REQUEST =>
Copy the lines below word for word, with nothing changed.

(Rows from a dataset)
====================

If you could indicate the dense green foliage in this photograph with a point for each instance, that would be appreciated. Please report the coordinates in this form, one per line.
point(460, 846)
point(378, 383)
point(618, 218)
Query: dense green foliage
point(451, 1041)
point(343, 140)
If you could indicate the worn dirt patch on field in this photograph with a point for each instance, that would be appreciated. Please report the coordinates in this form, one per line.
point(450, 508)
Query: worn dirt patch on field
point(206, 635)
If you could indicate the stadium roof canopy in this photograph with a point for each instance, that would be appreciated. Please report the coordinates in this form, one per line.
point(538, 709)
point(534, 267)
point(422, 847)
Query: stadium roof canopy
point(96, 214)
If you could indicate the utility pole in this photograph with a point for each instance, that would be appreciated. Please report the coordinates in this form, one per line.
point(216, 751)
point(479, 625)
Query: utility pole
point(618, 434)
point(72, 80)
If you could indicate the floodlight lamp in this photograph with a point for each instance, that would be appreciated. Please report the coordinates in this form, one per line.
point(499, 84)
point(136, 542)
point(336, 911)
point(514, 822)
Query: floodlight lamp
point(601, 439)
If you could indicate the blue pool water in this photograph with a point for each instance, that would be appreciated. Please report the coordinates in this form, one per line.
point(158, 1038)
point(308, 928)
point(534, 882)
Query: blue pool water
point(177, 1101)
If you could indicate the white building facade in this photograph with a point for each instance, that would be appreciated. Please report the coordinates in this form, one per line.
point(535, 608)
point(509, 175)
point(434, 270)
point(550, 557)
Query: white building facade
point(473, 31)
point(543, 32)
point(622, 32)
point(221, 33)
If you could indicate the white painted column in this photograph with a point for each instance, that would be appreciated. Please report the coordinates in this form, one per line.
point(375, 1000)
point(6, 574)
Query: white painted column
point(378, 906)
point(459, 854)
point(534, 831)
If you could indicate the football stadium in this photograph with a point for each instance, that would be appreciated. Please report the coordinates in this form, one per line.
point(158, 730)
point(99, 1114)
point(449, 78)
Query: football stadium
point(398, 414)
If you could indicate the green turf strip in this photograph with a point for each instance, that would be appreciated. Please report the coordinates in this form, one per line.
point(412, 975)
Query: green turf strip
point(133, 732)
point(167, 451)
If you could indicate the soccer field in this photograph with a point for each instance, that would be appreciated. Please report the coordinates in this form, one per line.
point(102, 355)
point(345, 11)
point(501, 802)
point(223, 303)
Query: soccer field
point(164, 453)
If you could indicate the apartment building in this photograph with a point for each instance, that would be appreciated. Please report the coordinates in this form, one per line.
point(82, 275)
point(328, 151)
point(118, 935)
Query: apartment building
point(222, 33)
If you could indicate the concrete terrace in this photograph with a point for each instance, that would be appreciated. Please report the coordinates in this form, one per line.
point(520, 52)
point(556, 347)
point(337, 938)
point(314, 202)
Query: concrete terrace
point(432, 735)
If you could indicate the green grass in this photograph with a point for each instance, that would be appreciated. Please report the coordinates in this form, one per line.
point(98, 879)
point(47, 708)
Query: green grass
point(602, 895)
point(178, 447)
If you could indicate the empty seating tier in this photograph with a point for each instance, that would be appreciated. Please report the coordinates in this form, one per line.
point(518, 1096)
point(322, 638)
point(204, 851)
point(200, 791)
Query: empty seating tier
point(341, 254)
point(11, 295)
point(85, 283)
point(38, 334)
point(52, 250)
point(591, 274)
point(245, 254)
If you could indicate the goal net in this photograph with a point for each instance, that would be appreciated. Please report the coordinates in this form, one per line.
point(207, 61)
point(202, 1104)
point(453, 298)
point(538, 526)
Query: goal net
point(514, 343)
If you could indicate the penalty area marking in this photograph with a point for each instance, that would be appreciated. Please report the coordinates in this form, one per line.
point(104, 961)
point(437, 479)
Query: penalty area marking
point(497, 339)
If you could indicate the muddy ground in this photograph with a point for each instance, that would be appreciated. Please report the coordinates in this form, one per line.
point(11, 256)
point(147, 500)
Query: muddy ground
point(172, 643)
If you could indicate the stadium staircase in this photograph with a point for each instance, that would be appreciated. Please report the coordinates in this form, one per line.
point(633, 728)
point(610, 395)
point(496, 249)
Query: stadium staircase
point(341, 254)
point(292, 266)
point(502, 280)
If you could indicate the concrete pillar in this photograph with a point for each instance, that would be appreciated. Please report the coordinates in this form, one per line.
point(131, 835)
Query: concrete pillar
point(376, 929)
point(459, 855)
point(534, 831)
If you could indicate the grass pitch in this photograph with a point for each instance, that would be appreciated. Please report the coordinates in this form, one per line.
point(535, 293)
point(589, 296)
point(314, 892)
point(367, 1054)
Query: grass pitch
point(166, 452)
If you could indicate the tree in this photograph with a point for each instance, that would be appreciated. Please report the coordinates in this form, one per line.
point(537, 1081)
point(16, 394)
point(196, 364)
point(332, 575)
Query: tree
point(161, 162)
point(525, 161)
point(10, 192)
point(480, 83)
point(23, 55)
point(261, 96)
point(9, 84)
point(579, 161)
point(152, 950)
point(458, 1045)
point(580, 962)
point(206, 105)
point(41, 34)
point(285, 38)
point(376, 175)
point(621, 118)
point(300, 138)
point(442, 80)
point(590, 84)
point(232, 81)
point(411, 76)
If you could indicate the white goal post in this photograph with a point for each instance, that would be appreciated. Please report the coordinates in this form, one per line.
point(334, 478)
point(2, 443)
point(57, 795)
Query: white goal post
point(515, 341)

====================

OUTPUT =>
If you could indicate the dense green foliage in this photograph with a point for each instance, that would be appreciated. Please report the coordinates in this form, one per line.
point(460, 846)
point(378, 383)
point(618, 218)
Query: dense green foliage
point(451, 1041)
point(343, 140)
If you could indicate the worn dirt patch on field in this photograph with a point for each instance, that would be appreciated. Please report the coordinates in this form, one per line.
point(450, 508)
Query: worn dirt patch on field
point(206, 635)
If you could indicate the stadium roof canopy in this photograph with a point for each instance, that would be appreciated. Please report the coordinates in this form, one per line.
point(538, 709)
point(534, 267)
point(422, 847)
Query: stadium roof canopy
point(96, 214)
If you could indicate the utility pole in this photograph with a point for each instance, that would be appreciated. Please report the coordinates in this form, one per line.
point(216, 751)
point(479, 625)
Query: utility pole
point(618, 434)
point(72, 80)
If you could indicate the floodlight lamp in this photograph with a point for each instance, that would be appreciated. Please report the coordinates in this form, one per line.
point(499, 84)
point(136, 542)
point(336, 911)
point(514, 822)
Query: floodlight lamp
point(601, 439)
If you could indicate the blue pool water in this photograph with a point for each instance, that would be appreciated. Please report the coordinates in this form, one per line.
point(158, 1038)
point(308, 928)
point(534, 882)
Query: blue pool water
point(177, 1101)
If you could indicate the white building facade in this photograph with a point for each instance, that would be appreciated. Please report the coordinates in this form, one per line.
point(535, 608)
point(509, 175)
point(434, 270)
point(550, 557)
Query: white building facade
point(473, 31)
point(543, 32)
point(622, 32)
point(221, 33)
If you could indicate the white painted column in this photograph with a point for each instance, that would be appreciated. Please report the coordinates in this form, one per line.
point(375, 1000)
point(6, 574)
Query: white painted column
point(378, 906)
point(459, 854)
point(534, 831)
If you could indicate the football stadium in this photograph with a point for each instance, that would be appreciated. Please report the coordinates in this form, one per line.
point(158, 730)
point(99, 1114)
point(449, 78)
Query: football stadium
point(398, 414)
If you could indicate the green turf strip in this photograph with a point for each instance, that would be appreciated. Please report the coordinates in this form, one per line.
point(412, 975)
Query: green turf strip
point(133, 732)
point(167, 451)
If you could indicate the soccer field in this photograph with a point for each instance, that would be appreciated. Please report the coordinates in this form, one per line.
point(102, 355)
point(345, 11)
point(501, 802)
point(223, 303)
Query: soccer field
point(164, 453)
If you could indicate the apartment building in this photograph with a point for each instance, that would be appreciated. Please report the coordinates in this form, one per line.
point(82, 275)
point(328, 151)
point(118, 935)
Query: apartment building
point(222, 33)
If you could indicate the concrete terrace in this photograph with a point for each instance, that would be appreciated. Please report the coordinates in this form, one per line.
point(520, 52)
point(556, 347)
point(337, 938)
point(314, 202)
Query: concrete terrace
point(432, 735)
If you could indicate the green grass in this photograph with a point for each instance, that would be appreciated. Please report the coordinates in this form, one per line.
point(98, 879)
point(47, 708)
Query: green grass
point(602, 895)
point(178, 447)
If you could indicate the empty seating tier in this photograph with a point for each instance, that would be appreciated. Please report the coordinates in this form, one per line.
point(518, 1096)
point(322, 638)
point(204, 851)
point(200, 791)
Query: empty seating tier
point(341, 254)
point(11, 295)
point(85, 283)
point(38, 334)
point(52, 250)
point(591, 274)
point(245, 254)
If you could indicate the goal net in this photograph with a point for each instance, that would be appreciated. Please report the coordinates in this form, one per line.
point(207, 61)
point(202, 1104)
point(453, 298)
point(538, 526)
Query: goal net
point(514, 343)
If you could indicate the penalty area marking in this photograph with a point for each instance, that would be appreciated. Please report the coordinates in this form, one per line.
point(104, 961)
point(437, 479)
Query: penalty area marking
point(497, 339)
If you could indicate the muddy ground in this photograph with a point for each instance, that would be appreciated. Please report the coordinates in this form, one per line.
point(11, 256)
point(147, 500)
Query: muddy ground
point(172, 643)
If you could indicate the stadium staircase in this photograph with a point for each instance, that would be appreciated. Please report the coordinates in this form, one per line.
point(633, 728)
point(610, 395)
point(496, 249)
Query: stadium staircase
point(341, 254)
point(292, 266)
point(502, 280)
If you could indicate the concrete pillar in this photograph with a point for each instance, that would be appreciated. Please report the coordinates in this form, one per line.
point(131, 835)
Query: concrete pillar
point(376, 929)
point(459, 855)
point(534, 831)
If you could indicate the grass pitch in this photograph with a point for each instance, that would be appreciated. Please report the coordinates in this form, one per line.
point(535, 293)
point(589, 296)
point(314, 892)
point(367, 1054)
Query: grass pitch
point(166, 452)
If you could indicate the tree in this photograph with a point for each instance, that would be appreciated. Please report the coordinates in this form, one per line.
point(537, 1081)
point(16, 394)
point(196, 364)
point(332, 575)
Query: tree
point(161, 162)
point(525, 161)
point(10, 192)
point(480, 83)
point(23, 55)
point(261, 96)
point(9, 84)
point(579, 161)
point(152, 950)
point(458, 1045)
point(580, 962)
point(206, 105)
point(41, 34)
point(285, 38)
point(376, 175)
point(621, 118)
point(300, 138)
point(442, 80)
point(590, 84)
point(232, 81)
point(411, 76)
If you could indicate the white goal post in this photograph with a point for each instance, that would be appreciated. Please report the coordinates in this form, one per line.
point(334, 478)
point(2, 443)
point(57, 795)
Query: white goal post
point(515, 341)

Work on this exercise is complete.